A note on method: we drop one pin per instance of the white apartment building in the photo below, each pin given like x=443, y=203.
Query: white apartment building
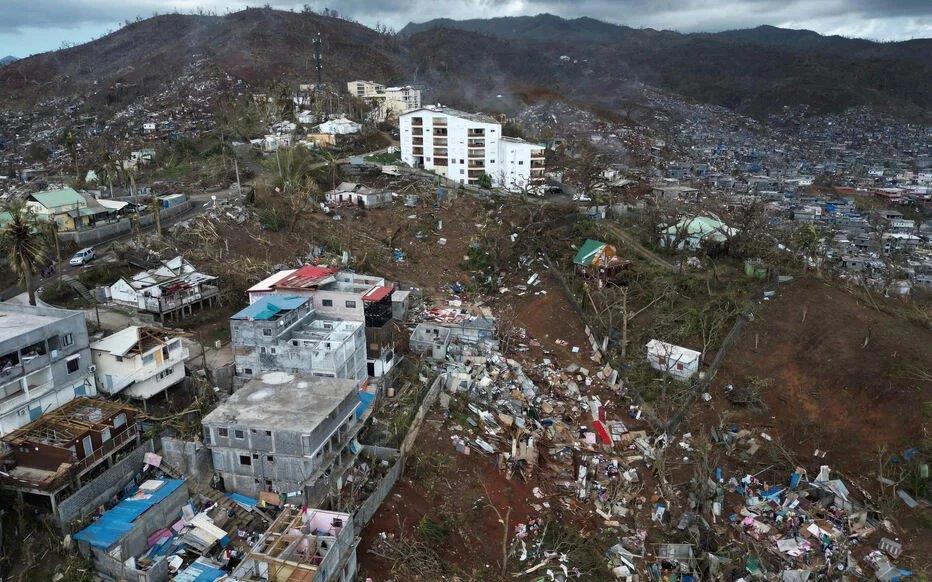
x=464, y=146
x=138, y=362
x=392, y=101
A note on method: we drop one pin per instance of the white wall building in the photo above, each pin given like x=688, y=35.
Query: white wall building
x=138, y=362
x=681, y=363
x=339, y=126
x=464, y=146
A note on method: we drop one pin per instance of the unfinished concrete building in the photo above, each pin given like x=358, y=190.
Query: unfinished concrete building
x=285, y=433
x=349, y=296
x=284, y=333
x=304, y=545
x=50, y=459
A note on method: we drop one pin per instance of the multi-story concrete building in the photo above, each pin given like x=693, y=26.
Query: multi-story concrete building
x=349, y=296
x=283, y=332
x=391, y=101
x=51, y=458
x=172, y=290
x=464, y=146
x=44, y=362
x=139, y=362
x=286, y=433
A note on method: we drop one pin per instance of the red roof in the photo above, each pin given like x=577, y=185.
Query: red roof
x=306, y=276
x=378, y=293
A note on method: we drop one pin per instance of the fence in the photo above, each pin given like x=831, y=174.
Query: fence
x=105, y=232
x=372, y=503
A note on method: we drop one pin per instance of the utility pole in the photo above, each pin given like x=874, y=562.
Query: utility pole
x=318, y=62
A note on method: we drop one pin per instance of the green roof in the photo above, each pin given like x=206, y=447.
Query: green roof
x=588, y=252
x=58, y=198
x=704, y=227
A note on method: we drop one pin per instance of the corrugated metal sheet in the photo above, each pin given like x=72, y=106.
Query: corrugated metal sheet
x=118, y=521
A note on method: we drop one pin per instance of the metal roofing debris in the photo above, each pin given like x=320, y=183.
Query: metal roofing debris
x=118, y=521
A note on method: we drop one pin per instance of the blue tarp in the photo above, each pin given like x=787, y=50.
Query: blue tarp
x=118, y=521
x=268, y=307
x=365, y=401
x=199, y=572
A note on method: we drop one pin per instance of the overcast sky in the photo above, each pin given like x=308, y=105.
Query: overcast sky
x=31, y=26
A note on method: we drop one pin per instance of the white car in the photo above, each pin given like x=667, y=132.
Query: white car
x=82, y=257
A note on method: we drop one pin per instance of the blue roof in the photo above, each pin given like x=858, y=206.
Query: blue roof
x=199, y=572
x=118, y=521
x=270, y=306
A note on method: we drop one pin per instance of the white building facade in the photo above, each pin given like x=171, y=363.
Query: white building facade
x=464, y=146
x=138, y=362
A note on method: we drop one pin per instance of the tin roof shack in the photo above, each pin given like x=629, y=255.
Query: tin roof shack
x=284, y=333
x=286, y=433
x=44, y=362
x=51, y=458
x=453, y=332
x=681, y=363
x=303, y=545
x=121, y=535
x=171, y=290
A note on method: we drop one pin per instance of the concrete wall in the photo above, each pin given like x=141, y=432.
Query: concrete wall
x=18, y=411
x=190, y=457
x=85, y=500
x=92, y=236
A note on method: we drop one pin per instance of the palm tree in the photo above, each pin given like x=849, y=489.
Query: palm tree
x=24, y=246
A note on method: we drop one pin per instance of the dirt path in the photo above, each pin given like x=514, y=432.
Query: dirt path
x=636, y=246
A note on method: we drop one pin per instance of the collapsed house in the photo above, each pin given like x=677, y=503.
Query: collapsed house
x=54, y=461
x=358, y=195
x=139, y=362
x=453, y=332
x=291, y=434
x=281, y=332
x=306, y=545
x=173, y=290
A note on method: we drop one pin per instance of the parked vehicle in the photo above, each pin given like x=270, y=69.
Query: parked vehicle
x=82, y=257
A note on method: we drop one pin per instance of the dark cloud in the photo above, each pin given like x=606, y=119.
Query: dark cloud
x=878, y=19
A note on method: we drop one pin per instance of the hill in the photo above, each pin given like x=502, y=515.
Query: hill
x=470, y=63
x=756, y=71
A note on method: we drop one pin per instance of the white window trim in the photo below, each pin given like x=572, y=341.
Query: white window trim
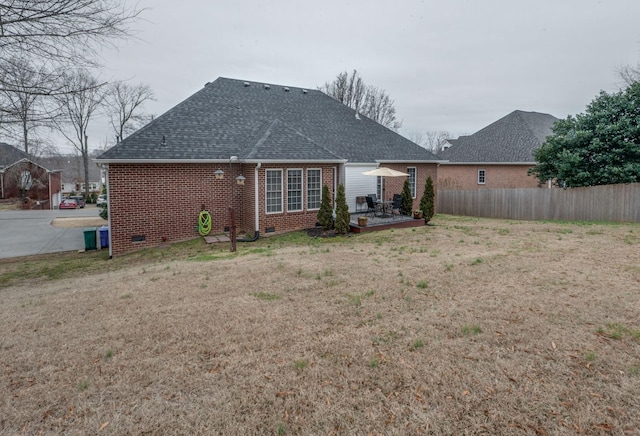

********

**Exercise aim**
Output every line of the data above as a Markdown table with two columns, Row and Entry. Row numbers each line in order, and Entry holds the line. Omit blank lines and leave out the pictures.

**Correct output**
| Row | Entry |
|---|---|
| 1 | A note on method: we drop one pin per instance of the white apartment building in the photo below, each pin given like x=443, y=203. |
| 2 | Query: white apartment building |
| 3 | x=464, y=146 |
| 4 | x=138, y=362 |
| 5 | x=392, y=101 |
| 6 | A note on method: we drop one pin per instance of the white wall building in the photo above, each pin given like x=688, y=35. |
| 7 | Query: white wall building |
| 8 | x=138, y=362 |
| 9 | x=681, y=363 |
| 10 | x=339, y=126 |
| 11 | x=464, y=146 |
| 12 | A note on method: we drop one pin per instance of the unfinished concrete building in the photo above, each pin given like x=358, y=190. |
| 13 | Query: unfinished concrete building |
| 14 | x=285, y=433 |
| 15 | x=349, y=296 |
| 16 | x=284, y=333 |
| 17 | x=304, y=545 |
| 18 | x=50, y=459 |
| 19 | A note on method: we drop one pin per instance of the multi-story concrete building in the photo above, each pin given like x=693, y=26. |
| 20 | Query: multi-story concrete building |
| 21 | x=349, y=296 |
| 22 | x=283, y=332 |
| 23 | x=391, y=101 |
| 24 | x=51, y=458 |
| 25 | x=172, y=290 |
| 26 | x=464, y=146 |
| 27 | x=44, y=362 |
| 28 | x=139, y=362 |
| 29 | x=286, y=433 |
| 30 | A note on method: we drop one pin per instance of the red roof in the photo above, each pin given like x=577, y=185. |
| 31 | Query: red roof |
| 32 | x=306, y=276 |
| 33 | x=378, y=293 |
| 34 | A note on method: we drop one pin per instance of the fence in the photo above, each pin given like x=831, y=174. |
| 35 | Query: fence |
| 36 | x=105, y=232 |
| 37 | x=372, y=503 |
| 38 | A note on method: we drop one pin per instance of the utility pole in the photo above, each pin given like x=874, y=562. |
| 39 | Query: utility pole |
| 40 | x=318, y=62 |
| 41 | A note on method: we drop one pin per instance of the green roof in the photo above, each pin given like x=206, y=447. |
| 42 | Query: green roof |
| 43 | x=588, y=252 |
| 44 | x=58, y=198 |
| 45 | x=704, y=227 |
| 46 | A note on method: we drop one pin per instance of the corrugated metal sheet in the photo above, each pin given like x=72, y=106. |
| 47 | Query: corrugated metal sheet |
| 48 | x=118, y=521 |
| 49 | A note on method: we drop one pin per instance of the metal roofing debris in the photo above, each pin given like x=320, y=183. |
| 50 | Query: metal roofing debris |
| 51 | x=118, y=521 |
| 52 | A note on method: we drop one pin per instance of the blue tarp in the photo above, each pin given like x=787, y=50. |
| 53 | Query: blue tarp |
| 54 | x=118, y=521 |
| 55 | x=268, y=307 |
| 56 | x=365, y=401 |
| 57 | x=199, y=572 |
| 58 | A note on method: we drop one pin per instance of the overcast sky in the photo above, each pin given like x=308, y=105. |
| 59 | Query: overcast sky |
| 60 | x=31, y=26 |
| 61 | A note on method: we drop one pin per instance of the white car in the photo above, each pin given like x=667, y=132. |
| 62 | Query: white car |
| 63 | x=82, y=257 |
| 64 | A note on method: we drop one pin per instance of the blue roof in the photo above, each pin given like x=858, y=206. |
| 65 | Query: blue roof |
| 66 | x=199, y=572 |
| 67 | x=118, y=521 |
| 68 | x=270, y=306 |
| 69 | A note on method: we drop one pin per instance of the white building facade in the photo above, each pin given like x=171, y=363. |
| 70 | Query: white building facade |
| 71 | x=464, y=146 |
| 72 | x=138, y=362 |
| 73 | A note on method: we drop one pin per instance of the tin roof shack in the photo above, each pin given like x=629, y=255. |
| 74 | Query: tin roof shack |
| 75 | x=284, y=333 |
| 76 | x=286, y=433 |
| 77 | x=44, y=362 |
| 78 | x=51, y=458 |
| 79 | x=453, y=332 |
| 80 | x=681, y=363 |
| 81 | x=303, y=545 |
| 82 | x=121, y=535 |
| 83 | x=171, y=290 |
| 84 | A note on method: we drop one pin per instance of the concrete wall in the photo above, each pin given like x=141, y=432. |
| 85 | Query: concrete wall |
| 86 | x=18, y=411 |
| 87 | x=190, y=457 |
| 88 | x=85, y=500 |
| 89 | x=92, y=236 |
| 90 | A note on method: we drop one pin per instance of the palm tree in the photo above, each pin given like x=849, y=489. |
| 91 | Query: palm tree |
| 92 | x=24, y=246 |
| 93 | A note on method: we drop one pin per instance of the dirt path in the photo above, each pin given like x=514, y=432. |
| 94 | Query: dirt path |
| 95 | x=636, y=246 |
| 96 | A note on method: we drop one pin per instance of the collapsed house in the photo above, each pin given like x=677, y=503. |
| 97 | Query: collapsed house |
| 98 | x=54, y=461 |
| 99 | x=358, y=195 |
| 100 | x=139, y=362 |
| 101 | x=453, y=332 |
| 102 | x=291, y=434 |
| 103 | x=281, y=332 |
| 104 | x=306, y=545 |
| 105 | x=173, y=290 |
| 106 | A note on method: we drop one pin per instance of the parked vehicle in the photo above, each pin given like x=270, y=69. |
| 107 | Query: parked vehicle |
| 108 | x=82, y=257 |
| 109 | A note on method: we drop one pin per instance of the dark cloud in the photo above, each pin given like x=606, y=119. |
| 110 | Query: dark cloud |
| 111 | x=878, y=19 |
| 112 | A note on method: we drop one pin per instance of the hill in the photo above, each pin given like x=502, y=515. |
| 113 | Query: hill |
| 114 | x=470, y=63 |
| 115 | x=756, y=71 |
| 116 | A note on method: we drop one pin per instance of the white window trim in the photo below, each pin given like x=572, y=341. |
| 117 | Query: white window trim |